- Cosa fare -
Riprendi il testo sulle azioni positive per la parità tra uomini e donne nel lavoro e continualo dopo la sua ultima frase.

- Documento -
"""

La dissertazione muove dall’assunto che la situazione femminile nel mercato del lavoro sia condizionata dalla doppia presenza della donna, nel lavoro e nell’entourage familiare e domestico.
Una volta chiarito come la situazione di disparità tra lavoratori di sesso diverso contrasti con il principio d’uguaglianza, statuito nel nostro ordinamento dall’art. 3 comma 1 della Costituzione, si è ravvisato nel comma secondo di tale disposizione, che sancisce il principio d’uguaglianza sostanziale, la strada maestra per la costruzione della società delle pari opportunità.
Proprio nell’ambito dell’art.3 comma 2 Cost. s’inquadrano le azioni positive, quali interventi di compensazione a favore di categorie storicamente discriminate.
E’ stato evidenziato, in particolare, il ruolo guida della Comunità europea nell’introdurre tra gli Stati membri le azioni positive, dirette a promuovere l’effettiva eguaglianza e la parità di opportunità fra gli uomini e le donne.
Si è dimostrato, altresì, come l’impiego di misure promozionali nella legislazione sul lavoro femminile rappresenti una novità significativa, superando sia il modello della legislazione di tutela, sia quello antidiscriminatorio proprio della legge di parità (l. 903/1977).

"""

- Righe -
"""

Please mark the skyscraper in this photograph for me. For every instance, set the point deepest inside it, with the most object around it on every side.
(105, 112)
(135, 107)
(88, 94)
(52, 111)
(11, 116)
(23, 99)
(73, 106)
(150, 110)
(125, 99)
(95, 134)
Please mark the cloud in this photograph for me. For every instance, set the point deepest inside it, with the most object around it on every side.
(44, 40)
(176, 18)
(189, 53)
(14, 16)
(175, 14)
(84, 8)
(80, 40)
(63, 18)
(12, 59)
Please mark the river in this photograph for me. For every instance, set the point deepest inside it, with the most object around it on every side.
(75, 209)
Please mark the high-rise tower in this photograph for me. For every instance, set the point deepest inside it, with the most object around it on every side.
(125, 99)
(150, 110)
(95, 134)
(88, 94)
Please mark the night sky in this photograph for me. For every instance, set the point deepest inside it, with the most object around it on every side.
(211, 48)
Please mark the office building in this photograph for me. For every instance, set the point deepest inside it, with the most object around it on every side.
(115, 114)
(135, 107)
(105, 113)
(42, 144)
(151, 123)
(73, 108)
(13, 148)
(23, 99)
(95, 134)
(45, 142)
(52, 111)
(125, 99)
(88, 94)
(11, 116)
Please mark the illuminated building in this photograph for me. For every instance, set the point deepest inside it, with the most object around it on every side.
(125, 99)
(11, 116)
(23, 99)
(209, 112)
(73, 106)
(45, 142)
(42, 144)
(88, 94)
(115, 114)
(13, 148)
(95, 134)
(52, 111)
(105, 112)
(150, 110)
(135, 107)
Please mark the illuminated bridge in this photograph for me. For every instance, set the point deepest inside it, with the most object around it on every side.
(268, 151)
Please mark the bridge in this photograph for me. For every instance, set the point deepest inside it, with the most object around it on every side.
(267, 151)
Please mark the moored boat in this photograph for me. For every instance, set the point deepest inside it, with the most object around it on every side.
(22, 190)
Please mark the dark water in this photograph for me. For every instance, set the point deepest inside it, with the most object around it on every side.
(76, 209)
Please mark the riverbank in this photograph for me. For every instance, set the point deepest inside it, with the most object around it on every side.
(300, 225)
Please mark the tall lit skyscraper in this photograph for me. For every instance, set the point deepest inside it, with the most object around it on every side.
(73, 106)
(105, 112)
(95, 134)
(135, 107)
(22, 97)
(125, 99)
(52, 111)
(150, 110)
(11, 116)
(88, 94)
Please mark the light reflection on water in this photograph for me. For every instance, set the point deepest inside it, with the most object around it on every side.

"""

- Esercizio svolto -
E’ stata esaminata, quindi, la legislazione italiana sulla parità di opportunità fra lavoratori e lavoratrici, articolata in due branche. La prima, rappresentata dalla legge 125/1992, è finalizzata al raggiungimento dell’eguaglianza sostanziale nel lavoro dipendente, attraverso l’attuazione di misure positive da parte dei datori di lavoro, pubblici e privati. La seconda, costituita dalla legge 215/1992, è volta alla creazione di pari opportunità nel lavoro autonomo.
Di seguito, è stata effettuata l’analisi dettagliata della legge 215, con speciale riguardo alle modifiche apportate dal D.P.R 314/2000, nonché al rapporto con la disciplina comunitaria sugli aiuti di Stato alle imprese, giungendo a dimostrare la piena compatibilità delle azioni positive per l’imprenditoria femminile con il principio di libertà di concorrenza, tutelato dall’art. 41 Cost. e dall’art.92.1 Trattato di Roma, e con il principio d’uguaglianza, di cui all’art. 3 Cost.
Segue un’indagine sui possibili percorsi e sulle variabili, motivazionali e strutturali, che conducono le donne a diventare imprenditrici, con particolare attenzione alle caratteristiche, positive e negative, delle imprese “rosa”.
Concludono la dissertazione una valutazione retrospettiva della precedente disciplina sulle azioni positive per l’imprenditoria femminile, anche alla luce delle critiche mosse dagli attori istituzionali, e la formulazione di alcune ipotesi sull’efficacia della nuova normativa.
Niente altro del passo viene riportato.